## start

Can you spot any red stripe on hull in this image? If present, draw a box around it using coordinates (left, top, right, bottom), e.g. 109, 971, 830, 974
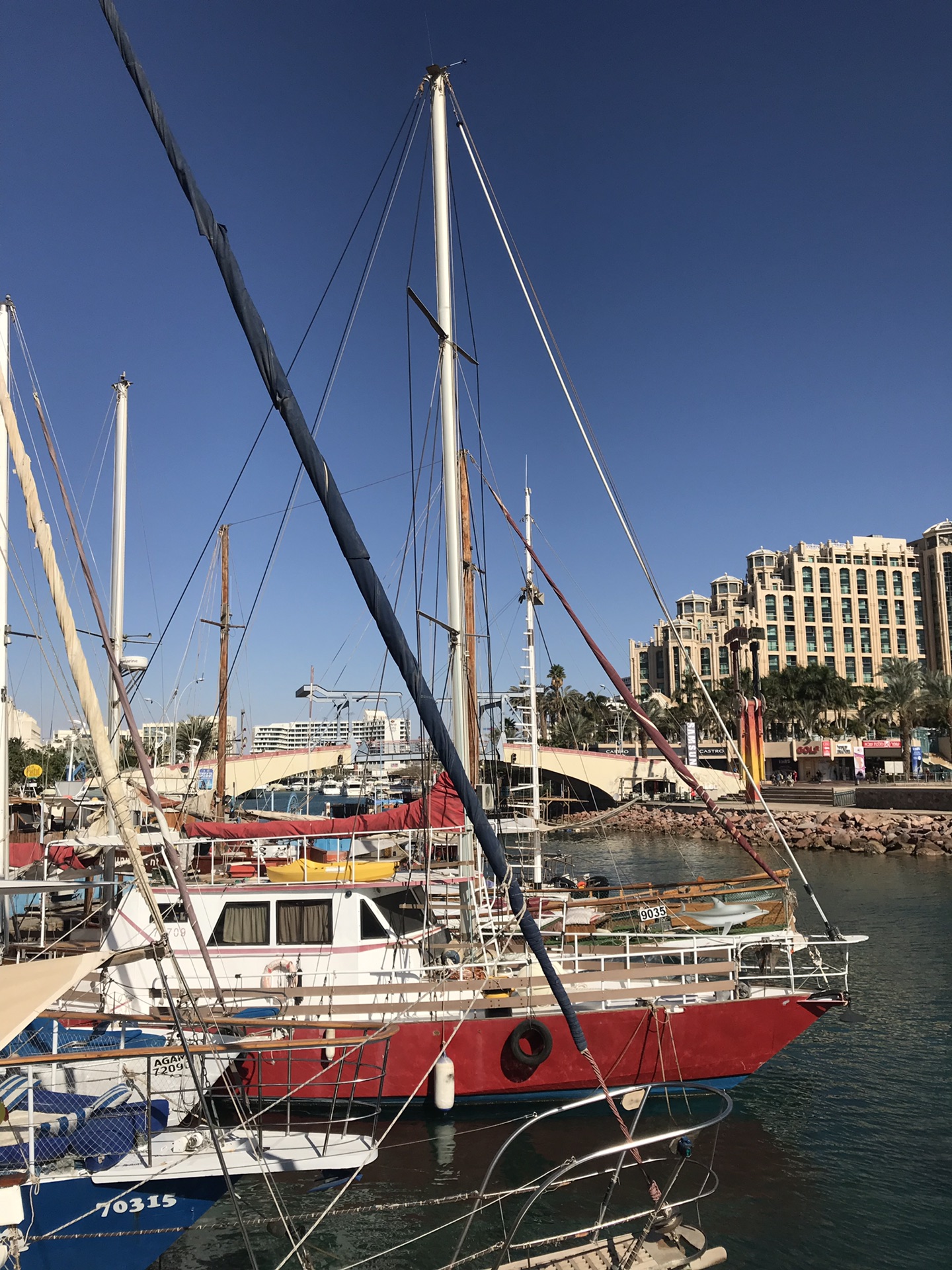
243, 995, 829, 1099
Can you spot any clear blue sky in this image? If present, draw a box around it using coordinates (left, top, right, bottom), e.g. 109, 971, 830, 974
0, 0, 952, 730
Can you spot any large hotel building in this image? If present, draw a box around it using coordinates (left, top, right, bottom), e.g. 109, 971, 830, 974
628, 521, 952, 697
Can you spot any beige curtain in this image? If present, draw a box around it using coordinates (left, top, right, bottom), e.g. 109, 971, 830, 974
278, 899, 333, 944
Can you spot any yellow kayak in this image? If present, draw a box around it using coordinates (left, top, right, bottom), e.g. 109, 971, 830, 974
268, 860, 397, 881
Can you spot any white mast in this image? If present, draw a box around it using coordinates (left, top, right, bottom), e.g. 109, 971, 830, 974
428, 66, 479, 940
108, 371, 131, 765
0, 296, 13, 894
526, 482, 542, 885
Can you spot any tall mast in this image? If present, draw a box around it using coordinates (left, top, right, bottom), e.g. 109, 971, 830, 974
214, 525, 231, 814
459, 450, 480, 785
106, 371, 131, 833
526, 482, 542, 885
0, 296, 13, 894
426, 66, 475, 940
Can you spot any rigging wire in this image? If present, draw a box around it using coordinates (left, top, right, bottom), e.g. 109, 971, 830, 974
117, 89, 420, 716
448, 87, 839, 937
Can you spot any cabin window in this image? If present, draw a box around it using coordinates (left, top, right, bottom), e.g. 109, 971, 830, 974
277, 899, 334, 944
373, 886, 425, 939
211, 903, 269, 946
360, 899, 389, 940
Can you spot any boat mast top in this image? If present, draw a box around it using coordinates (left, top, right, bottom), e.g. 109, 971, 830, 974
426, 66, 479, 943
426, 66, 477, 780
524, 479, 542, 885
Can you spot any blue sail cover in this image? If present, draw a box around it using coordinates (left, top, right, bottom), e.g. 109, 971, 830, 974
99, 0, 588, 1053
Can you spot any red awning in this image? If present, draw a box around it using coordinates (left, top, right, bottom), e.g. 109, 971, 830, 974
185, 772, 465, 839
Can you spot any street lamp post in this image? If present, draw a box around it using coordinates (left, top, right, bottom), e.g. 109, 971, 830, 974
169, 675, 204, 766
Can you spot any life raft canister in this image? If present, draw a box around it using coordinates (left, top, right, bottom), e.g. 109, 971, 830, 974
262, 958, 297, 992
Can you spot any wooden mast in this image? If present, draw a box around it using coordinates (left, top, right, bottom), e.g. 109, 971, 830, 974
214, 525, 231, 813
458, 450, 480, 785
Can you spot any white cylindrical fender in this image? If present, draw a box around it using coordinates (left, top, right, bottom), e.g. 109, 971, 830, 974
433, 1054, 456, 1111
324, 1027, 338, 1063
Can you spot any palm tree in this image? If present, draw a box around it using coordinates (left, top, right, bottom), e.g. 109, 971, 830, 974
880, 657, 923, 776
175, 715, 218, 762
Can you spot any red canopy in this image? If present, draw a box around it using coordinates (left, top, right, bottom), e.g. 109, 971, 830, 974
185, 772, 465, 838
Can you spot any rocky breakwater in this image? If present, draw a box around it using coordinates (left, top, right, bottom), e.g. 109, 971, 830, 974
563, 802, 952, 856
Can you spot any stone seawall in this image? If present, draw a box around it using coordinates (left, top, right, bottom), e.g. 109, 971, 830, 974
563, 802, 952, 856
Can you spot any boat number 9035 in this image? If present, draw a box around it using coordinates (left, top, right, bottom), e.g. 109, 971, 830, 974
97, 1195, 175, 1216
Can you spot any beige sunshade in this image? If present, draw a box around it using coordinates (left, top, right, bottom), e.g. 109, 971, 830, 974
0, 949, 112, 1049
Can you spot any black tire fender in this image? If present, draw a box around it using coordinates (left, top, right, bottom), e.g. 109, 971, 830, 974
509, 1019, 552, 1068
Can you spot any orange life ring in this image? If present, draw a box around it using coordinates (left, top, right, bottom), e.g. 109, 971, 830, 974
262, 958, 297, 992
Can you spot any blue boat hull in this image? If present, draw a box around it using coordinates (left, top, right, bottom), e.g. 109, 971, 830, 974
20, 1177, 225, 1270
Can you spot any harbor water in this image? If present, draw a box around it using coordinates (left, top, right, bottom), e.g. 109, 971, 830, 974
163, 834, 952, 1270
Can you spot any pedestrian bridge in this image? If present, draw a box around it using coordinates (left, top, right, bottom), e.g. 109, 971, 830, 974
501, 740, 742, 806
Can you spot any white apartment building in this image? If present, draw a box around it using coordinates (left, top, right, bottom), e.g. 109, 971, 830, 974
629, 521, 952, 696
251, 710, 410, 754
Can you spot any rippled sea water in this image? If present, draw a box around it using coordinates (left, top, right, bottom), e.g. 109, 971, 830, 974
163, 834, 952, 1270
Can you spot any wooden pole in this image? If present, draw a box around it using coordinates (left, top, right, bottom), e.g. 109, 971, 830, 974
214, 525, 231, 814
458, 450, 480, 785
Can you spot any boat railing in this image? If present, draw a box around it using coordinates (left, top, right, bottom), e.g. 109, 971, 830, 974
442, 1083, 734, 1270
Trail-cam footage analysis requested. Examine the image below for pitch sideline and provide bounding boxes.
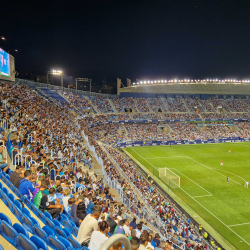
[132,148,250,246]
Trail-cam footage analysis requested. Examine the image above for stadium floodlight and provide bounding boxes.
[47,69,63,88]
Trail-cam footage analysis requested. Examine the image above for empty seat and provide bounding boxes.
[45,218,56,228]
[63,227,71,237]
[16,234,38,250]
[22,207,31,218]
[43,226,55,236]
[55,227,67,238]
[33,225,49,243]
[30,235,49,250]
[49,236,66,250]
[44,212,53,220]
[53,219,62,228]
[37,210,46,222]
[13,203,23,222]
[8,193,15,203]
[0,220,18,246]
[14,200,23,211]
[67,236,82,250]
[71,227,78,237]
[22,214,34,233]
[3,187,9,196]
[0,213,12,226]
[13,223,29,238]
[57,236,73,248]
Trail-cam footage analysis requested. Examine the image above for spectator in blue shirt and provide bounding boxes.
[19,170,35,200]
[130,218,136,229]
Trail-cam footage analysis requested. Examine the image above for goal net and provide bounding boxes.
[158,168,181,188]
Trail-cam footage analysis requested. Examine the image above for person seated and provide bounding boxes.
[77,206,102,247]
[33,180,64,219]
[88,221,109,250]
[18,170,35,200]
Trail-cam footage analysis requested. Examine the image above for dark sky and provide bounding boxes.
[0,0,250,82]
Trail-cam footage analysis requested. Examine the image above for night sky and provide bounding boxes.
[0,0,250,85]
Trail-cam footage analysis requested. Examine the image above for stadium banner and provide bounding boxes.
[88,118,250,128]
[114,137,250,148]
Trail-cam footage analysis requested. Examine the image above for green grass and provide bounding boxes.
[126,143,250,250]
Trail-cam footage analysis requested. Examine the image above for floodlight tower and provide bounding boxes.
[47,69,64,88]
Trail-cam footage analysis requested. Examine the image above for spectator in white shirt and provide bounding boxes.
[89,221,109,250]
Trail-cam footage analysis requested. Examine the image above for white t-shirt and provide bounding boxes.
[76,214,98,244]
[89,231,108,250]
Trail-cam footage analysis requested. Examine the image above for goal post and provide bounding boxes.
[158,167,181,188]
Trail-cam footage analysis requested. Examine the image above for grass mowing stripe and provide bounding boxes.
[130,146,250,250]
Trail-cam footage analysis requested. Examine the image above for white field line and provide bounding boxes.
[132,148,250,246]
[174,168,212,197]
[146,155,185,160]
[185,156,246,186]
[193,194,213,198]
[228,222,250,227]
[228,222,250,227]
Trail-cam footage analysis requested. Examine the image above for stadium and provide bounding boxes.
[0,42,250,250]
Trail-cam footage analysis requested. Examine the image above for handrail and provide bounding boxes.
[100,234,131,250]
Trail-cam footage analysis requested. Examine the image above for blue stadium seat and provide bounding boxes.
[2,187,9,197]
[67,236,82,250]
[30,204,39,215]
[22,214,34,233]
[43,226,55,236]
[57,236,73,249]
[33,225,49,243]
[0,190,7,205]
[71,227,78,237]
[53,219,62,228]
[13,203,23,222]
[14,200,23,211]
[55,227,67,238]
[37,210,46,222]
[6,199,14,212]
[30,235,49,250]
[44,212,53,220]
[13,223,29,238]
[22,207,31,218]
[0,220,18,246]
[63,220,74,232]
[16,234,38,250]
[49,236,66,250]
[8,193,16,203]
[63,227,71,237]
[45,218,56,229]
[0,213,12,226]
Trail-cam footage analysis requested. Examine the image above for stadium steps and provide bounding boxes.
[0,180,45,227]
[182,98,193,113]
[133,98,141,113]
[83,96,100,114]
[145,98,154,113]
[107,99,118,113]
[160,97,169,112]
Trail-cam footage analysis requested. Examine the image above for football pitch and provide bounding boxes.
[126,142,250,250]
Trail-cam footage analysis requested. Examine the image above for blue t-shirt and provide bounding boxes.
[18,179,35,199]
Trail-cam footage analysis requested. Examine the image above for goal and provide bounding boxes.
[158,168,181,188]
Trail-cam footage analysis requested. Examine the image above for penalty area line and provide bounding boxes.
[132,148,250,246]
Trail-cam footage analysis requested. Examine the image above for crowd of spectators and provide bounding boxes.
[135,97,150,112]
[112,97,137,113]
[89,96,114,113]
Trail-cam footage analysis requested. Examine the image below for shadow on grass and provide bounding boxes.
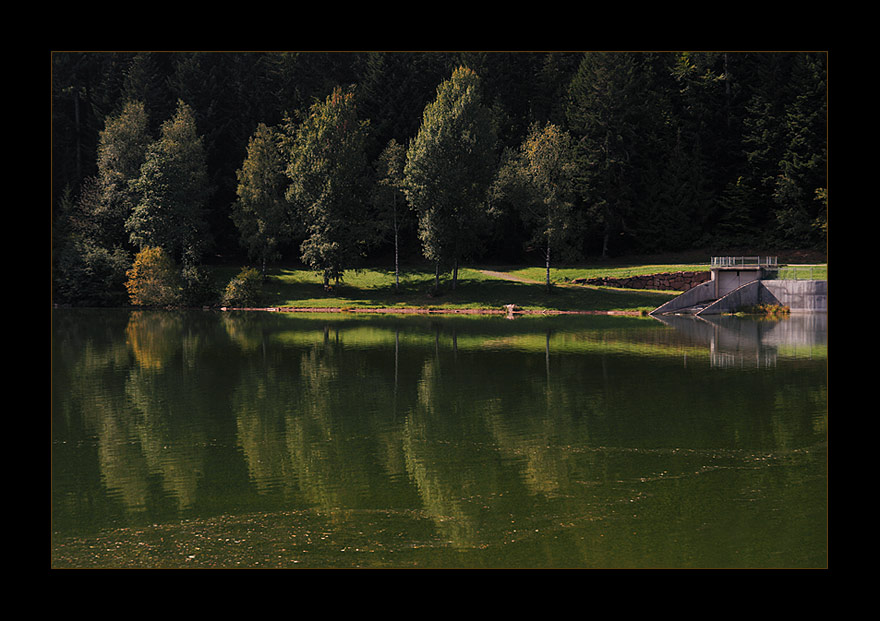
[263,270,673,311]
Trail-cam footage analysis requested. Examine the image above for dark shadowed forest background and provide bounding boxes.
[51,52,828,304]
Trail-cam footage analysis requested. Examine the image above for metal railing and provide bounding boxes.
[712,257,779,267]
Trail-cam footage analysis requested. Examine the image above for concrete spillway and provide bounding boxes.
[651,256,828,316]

## end

| Your task |
Could you turn the rows above, from the very first line through the line containing "0, 0, 952, 730", into a Markdown table with the columns Line No. and Content, skipping blank lines and leaving out the pictures?

| Solved exercise |
| Line No. | Content |
|---|---|
| 1 | Can you spot any red stripe on hull in this image? If present, draw a box around it using coordinates (left, top, right, bottom), e.g. 109, 971, 830, 974 |
| 2 | 243, 995, 829, 1099 |
| 3 | Can you spot any clear blue sky in this image? If present, draw a box around it using coordinates (left, top, right, bottom), e.g. 109, 971, 830, 974 |
| 4 | 0, 0, 952, 730 |